### WHAT TO DO
Write out exactly the lines of the entries below from the one holding "Exercise. Pick out the solid" to the one holding "Target: cumulus cloud", inclusive, and leave out all other lines.

*** Opening of DATASET CONTENT ***

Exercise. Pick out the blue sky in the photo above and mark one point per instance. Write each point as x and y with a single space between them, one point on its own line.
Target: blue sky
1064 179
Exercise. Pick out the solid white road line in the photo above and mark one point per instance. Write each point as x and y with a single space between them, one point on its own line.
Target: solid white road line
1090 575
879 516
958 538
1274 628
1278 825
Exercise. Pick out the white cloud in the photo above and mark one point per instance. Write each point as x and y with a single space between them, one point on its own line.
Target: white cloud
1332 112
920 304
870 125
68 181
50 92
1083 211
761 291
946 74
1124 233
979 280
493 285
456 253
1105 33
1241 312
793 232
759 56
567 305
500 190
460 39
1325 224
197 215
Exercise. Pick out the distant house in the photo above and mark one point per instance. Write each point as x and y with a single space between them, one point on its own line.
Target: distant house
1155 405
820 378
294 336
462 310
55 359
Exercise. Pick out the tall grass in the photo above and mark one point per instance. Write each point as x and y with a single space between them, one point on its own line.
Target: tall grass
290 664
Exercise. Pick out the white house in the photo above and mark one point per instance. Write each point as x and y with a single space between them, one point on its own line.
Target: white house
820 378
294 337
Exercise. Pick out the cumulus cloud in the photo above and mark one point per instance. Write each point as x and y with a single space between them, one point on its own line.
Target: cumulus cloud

*** Close of DATASET CONTENT ***
*** Opening of DATASET CONTENT ***

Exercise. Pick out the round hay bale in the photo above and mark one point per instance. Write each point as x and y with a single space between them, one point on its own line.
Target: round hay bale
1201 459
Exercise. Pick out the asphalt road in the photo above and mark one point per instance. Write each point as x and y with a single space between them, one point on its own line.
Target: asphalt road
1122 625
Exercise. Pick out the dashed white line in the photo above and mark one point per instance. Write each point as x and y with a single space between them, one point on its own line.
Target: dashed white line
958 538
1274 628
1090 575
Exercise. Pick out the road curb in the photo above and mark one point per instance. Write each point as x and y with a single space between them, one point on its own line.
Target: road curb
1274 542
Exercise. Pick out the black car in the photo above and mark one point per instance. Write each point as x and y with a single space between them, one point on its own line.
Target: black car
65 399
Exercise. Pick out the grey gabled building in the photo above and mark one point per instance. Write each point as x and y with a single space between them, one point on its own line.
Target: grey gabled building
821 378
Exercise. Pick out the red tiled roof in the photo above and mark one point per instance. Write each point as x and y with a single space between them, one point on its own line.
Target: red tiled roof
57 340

*** Close of DATASET CONTENT ***

### RESULT BELOW
Exercise. Pick out the solid white road line in the photo above and mark one point per instance. Write each point as x and y with a single space between them, one point on its own line.
Target: solid white road line
1090 575
879 516
958 538
1274 628
1278 825
Exercise. Pick out the white cloud in the photo above and mark one point per instance. Write each point as x and y with a single space between them, one point on its own line.
Target: white cloud
1332 112
920 304
870 125
68 181
50 92
1083 211
761 291
946 74
1124 233
979 280
493 285
456 253
1105 33
1241 312
793 232
759 56
567 305
500 190
460 39
1325 224
197 215
Exercise. Pick out the distant house in the photo above and mark one point per instance. Write each point as x and y with a single space between them, one point on its own line.
Target: distant house
1155 405
820 378
294 336
462 310
55 359
Exercise. Pick out the tall grass in the photo above and mark one point per instance. Write each point as x and y with a single space between them, one point on its own line.
Target: tall grass
290 664
Exercise. Pick out the white house in the photo above and mark one point per instance. Write each point as x and y with a single space between them, one point on its own line.
Target: white house
820 378
294 337
Exercise. Pick out the cumulus cloud in the photo above and mark one point per instance. Write each point as x and y with a single space between them, one point on its own line.
Target: cumulus cloud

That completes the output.